### Work to complete
Arrange every line of the entries below as a numbered list, skipping blank lines and leaving the pictures out.

# Start of Records to process

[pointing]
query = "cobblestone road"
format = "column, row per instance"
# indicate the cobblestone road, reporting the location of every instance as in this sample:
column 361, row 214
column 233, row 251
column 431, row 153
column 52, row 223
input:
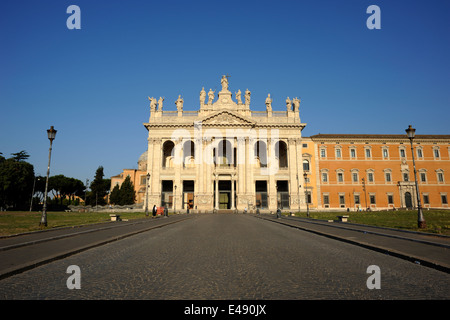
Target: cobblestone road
column 228, row 257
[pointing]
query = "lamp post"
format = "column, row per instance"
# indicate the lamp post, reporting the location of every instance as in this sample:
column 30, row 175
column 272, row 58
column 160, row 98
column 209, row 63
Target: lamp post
column 364, row 189
column 32, row 192
column 174, row 200
column 305, row 175
column 51, row 136
column 146, row 194
column 420, row 219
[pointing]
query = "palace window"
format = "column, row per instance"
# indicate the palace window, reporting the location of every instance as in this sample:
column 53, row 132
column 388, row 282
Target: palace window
column 426, row 198
column 436, row 152
column 440, row 175
column 305, row 165
column 444, row 198
column 326, row 199
column 419, row 153
column 402, row 153
column 390, row 198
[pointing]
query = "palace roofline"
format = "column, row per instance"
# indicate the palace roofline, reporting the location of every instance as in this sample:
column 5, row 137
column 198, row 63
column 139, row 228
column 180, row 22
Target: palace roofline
column 379, row 136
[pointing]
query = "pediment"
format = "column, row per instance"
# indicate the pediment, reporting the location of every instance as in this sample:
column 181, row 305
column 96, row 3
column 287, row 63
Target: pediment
column 226, row 117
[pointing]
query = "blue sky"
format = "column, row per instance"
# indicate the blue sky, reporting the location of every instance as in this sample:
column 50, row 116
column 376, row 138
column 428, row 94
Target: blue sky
column 92, row 84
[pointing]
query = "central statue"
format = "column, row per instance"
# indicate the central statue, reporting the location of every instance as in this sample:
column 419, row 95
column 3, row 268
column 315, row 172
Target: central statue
column 224, row 82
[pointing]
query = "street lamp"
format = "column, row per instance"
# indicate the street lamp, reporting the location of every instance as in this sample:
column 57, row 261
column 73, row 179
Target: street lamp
column 364, row 189
column 146, row 194
column 51, row 136
column 420, row 219
column 305, row 175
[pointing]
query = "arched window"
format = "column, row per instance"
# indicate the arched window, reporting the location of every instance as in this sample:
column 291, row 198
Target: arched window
column 188, row 154
column 168, row 150
column 261, row 153
column 224, row 153
column 305, row 165
column 281, row 154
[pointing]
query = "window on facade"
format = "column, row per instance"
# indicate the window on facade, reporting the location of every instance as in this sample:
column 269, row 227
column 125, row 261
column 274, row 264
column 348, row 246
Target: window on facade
column 436, row 153
column 388, row 177
column 423, row 177
column 419, row 153
column 390, row 199
column 261, row 153
column 168, row 150
column 305, row 165
column 281, row 154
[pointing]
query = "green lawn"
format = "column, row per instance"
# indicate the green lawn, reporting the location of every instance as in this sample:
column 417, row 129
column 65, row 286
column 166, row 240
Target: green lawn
column 438, row 221
column 13, row 222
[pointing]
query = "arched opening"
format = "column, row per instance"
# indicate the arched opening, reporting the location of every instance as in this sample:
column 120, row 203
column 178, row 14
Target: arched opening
column 224, row 153
column 188, row 154
column 261, row 153
column 168, row 150
column 281, row 154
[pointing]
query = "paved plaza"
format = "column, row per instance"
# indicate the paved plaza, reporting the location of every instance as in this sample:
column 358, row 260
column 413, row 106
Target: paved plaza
column 228, row 256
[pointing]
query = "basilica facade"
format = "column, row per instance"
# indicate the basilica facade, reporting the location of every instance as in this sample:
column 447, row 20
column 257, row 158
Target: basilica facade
column 226, row 157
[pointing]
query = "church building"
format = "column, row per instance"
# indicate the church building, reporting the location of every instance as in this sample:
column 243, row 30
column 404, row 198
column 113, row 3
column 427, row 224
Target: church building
column 227, row 157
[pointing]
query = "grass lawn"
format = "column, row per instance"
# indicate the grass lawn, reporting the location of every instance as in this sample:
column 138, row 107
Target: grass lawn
column 438, row 221
column 13, row 222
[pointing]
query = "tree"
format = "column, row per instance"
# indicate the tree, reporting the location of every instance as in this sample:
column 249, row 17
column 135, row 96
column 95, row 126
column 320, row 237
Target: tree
column 99, row 188
column 16, row 181
column 127, row 193
column 114, row 197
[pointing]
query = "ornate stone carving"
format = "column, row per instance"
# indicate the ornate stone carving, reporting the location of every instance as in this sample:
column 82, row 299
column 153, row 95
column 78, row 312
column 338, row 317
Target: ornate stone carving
column 152, row 104
column 210, row 96
column 202, row 97
column 179, row 103
column 160, row 103
column 268, row 103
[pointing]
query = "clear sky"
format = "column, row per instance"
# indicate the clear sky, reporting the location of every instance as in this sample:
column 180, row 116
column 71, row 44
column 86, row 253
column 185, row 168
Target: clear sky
column 92, row 84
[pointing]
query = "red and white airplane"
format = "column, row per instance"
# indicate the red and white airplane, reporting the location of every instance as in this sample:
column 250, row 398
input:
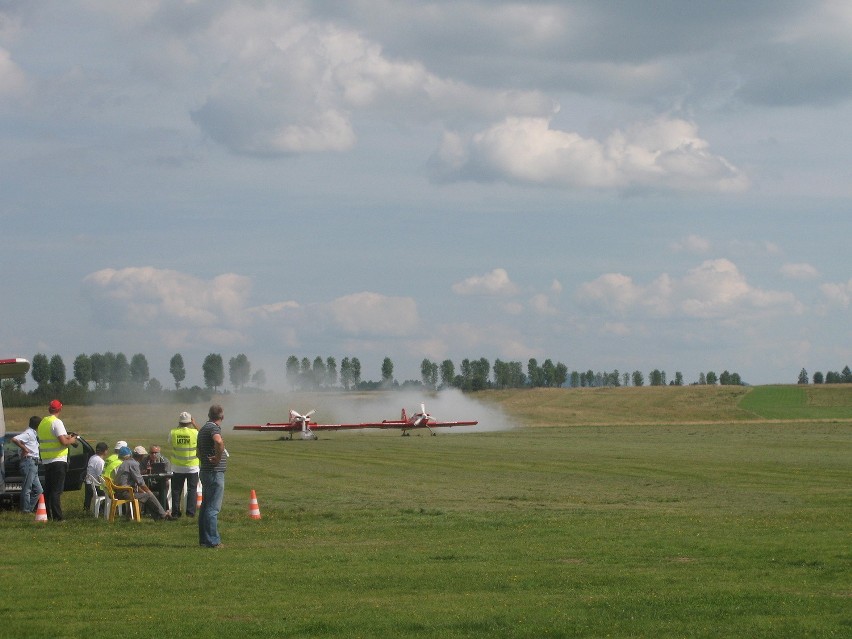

# End of Records to process

### Reply to the task
1. [pointing]
2. query = "cobblestone road"
3. format = "column, row per instance"
4. # indicate the cobblestone road, reporting the location of every instance as in this sample:
5. column 361, row 214
6. column 233, row 251
7. column 431, row 153
8. column 52, row 223
9. input:
10. Target: cobblestone road
11. column 228, row 257
12. [pointing]
13. query = "lamp post"
14. format = "column, row per instance"
15. # indicate the lamp post, reporting the location of every instance as in this sample:
16. column 30, row 175
17. column 272, row 58
18. column 160, row 98
19. column 209, row 63
20. Target: lamp post
21. column 364, row 189
22. column 32, row 192
23. column 174, row 200
24. column 305, row 175
25. column 51, row 136
26. column 146, row 194
27. column 420, row 219
28. [pointing]
29. query = "palace window"
30. format = "column, row per instance"
31. # indicate the palace window, reporting the location of every instance as in this sample:
32. column 53, row 132
33. column 388, row 282
34. Target: palace window
35. column 426, row 198
36. column 436, row 152
37. column 440, row 175
38. column 305, row 165
39. column 444, row 198
40. column 326, row 199
41. column 419, row 153
42. column 402, row 153
43. column 390, row 198
44. [pointing]
45. query = "palace roofline"
46. format = "column, row per instance"
47. # indicate the palace roofline, reporting the location of every instance as in this sample:
48. column 5, row 137
49. column 198, row 63
50. column 139, row 228
51. column 180, row 22
52. Target: palace roofline
53. column 379, row 136
54. [pointing]
55. query = "pediment"
56. format = "column, row per instance"
57. # indicate the pediment, reporting the location of every instance as in this sample:
58. column 181, row 305
59. column 96, row 3
60. column 287, row 63
61. Target: pediment
62. column 226, row 117
63. [pointing]
64. query = "blue sky"
65. format = "column, row per instance"
66. # indicate the blue sky, reporting the location of every instance as in this sample:
67. column 50, row 116
68. column 376, row 138
69. column 428, row 94
70. Target: blue sky
71. column 92, row 84
72. [pointing]
73. query = "central statue"
74. format = "column, row per instance"
75. # indicate the central statue, reporting the location of every instance as in this sample:
76. column 419, row 95
77. column 3, row 268
78. column 315, row 172
79. Target: central statue
80. column 224, row 82
81. [pointing]
82. query = "street lamp"
83. format = "column, row per instance"
84. # indicate the street lamp, reporting the location of every instance as in this sample:
85. column 57, row 261
86. column 73, row 179
87. Target: street lamp
88. column 364, row 189
89. column 146, row 194
90. column 51, row 136
91. column 420, row 219
92. column 305, row 175
93. [pointing]
94. query = "arched window"
95. format = "column, row per instance"
96. # indicate the arched window, reporting the location of every instance as in this sample:
97. column 291, row 198
98. Target: arched window
99. column 188, row 154
100. column 168, row 150
101. column 261, row 153
102. column 224, row 153
103. column 305, row 165
104. column 281, row 154
105. [pointing]
106. query = "window on facade"
107. format = "column, row per instance"
108. # indicate the window on facade, reporting the location of every instance as in this sample:
109. column 269, row 227
110. column 125, row 261
111. column 274, row 264
112. column 348, row 246
113. Target: window on facade
114. column 436, row 153
115. column 388, row 177
116. column 423, row 177
117. column 419, row 153
118. column 390, row 199
119. column 261, row 153
120. column 168, row 150
121. column 305, row 165
122. column 281, row 154
123. [pointing]
124. query = "green lawn"
125. format = "column, row per instance"
126. # indicate the green lawn, reporting the location of every instance as in this sample:
127. column 417, row 129
128. column 65, row 286
129. column 166, row 240
130. Target: green lawn
131. column 438, row 221
132. column 13, row 222
133. [pointing]
134. query = "arched opening"
135. format = "column, row per instance"
136. # indicate the arched opening, reporting the location of every instance as in this sample:
137. column 120, row 203
138. column 178, row 14
139. Target: arched opening
140. column 224, row 153
141. column 188, row 154
142. column 261, row 153
143. column 168, row 150
144. column 281, row 154
145. [pointing]
146. query = "paved plaza"
147. format = "column, row per instance"
148. # indicate the paved plaza, reporting the location of every instance as in this sample:
149. column 358, row 260
150. column 413, row 106
151. Target: paved plaza
152. column 228, row 256
153. [pointing]
154. query = "basilica facade"
155. format = "column, row per instance"
156. # indicate the basilica facade, reporting the location of every instance as in this sample:
157. column 447, row 20
158. column 257, row 158
159. Target: basilica facade
160. column 226, row 157
161. [pointing]
162. query = "church building"
163. format = "column, row per instance"
164. # indicate the church building, reporting the location of every instance as in this sample:
165. column 243, row 30
166. column 404, row 198
167. column 113, row 3
168. column 427, row 224
169. Target: church building
170. column 227, row 157
171. [pointing]
172. query = "grass lawn"
173. format = "column, row per instance"
174. # indicate the grass lawn, reporting the location of every instance as in this sample:
175. column 138, row 107
176. Target: grass lawn
177. column 438, row 221
178. column 13, row 222
179. [pointing]
180. query = "tree"
181. format = "column, row per instance"
182. # indicate the tree, reporting the location of every instance as in this sample:
183. column 249, row 17
184. column 135, row 96
185. column 95, row 126
186. column 320, row 237
187. Target: tree
188. column 99, row 188
189. column 16, row 181
190. column 127, row 193
191. column 114, row 197
192. [pointing]
193. query = "ornate stone carving"
194. format = "column, row per instance"
195. # indicate the ornate stone carving, reporting the location of every instance as in this sample:
196. column 82, row 299
197. column 153, row 95
198. column 78, row 312
199. column 338, row 317
200. Target: ornate stone carving
201. column 152, row 104
202. column 210, row 96
203. column 202, row 97
204. column 179, row 103
205. column 160, row 103
206. column 268, row 103
207. [pointing]
208. query = "clear sky"
209. format = "column, row per instance"
210. # indicate the clear sky, reporting the location of every instance as in this sample:
211. column 180, row 116
212. column 71, row 44
213. column 86, row 253
214. column 185, row 168
215. Target: clear sky
216. column 92, row 84
217. [pointing]
218. query = "red and white airplane"
219. format = "column, row per instance"
220. # indicate the red and white airplane, reporting the location of every instance as in this sample:
221. column 250, row 398
222. input:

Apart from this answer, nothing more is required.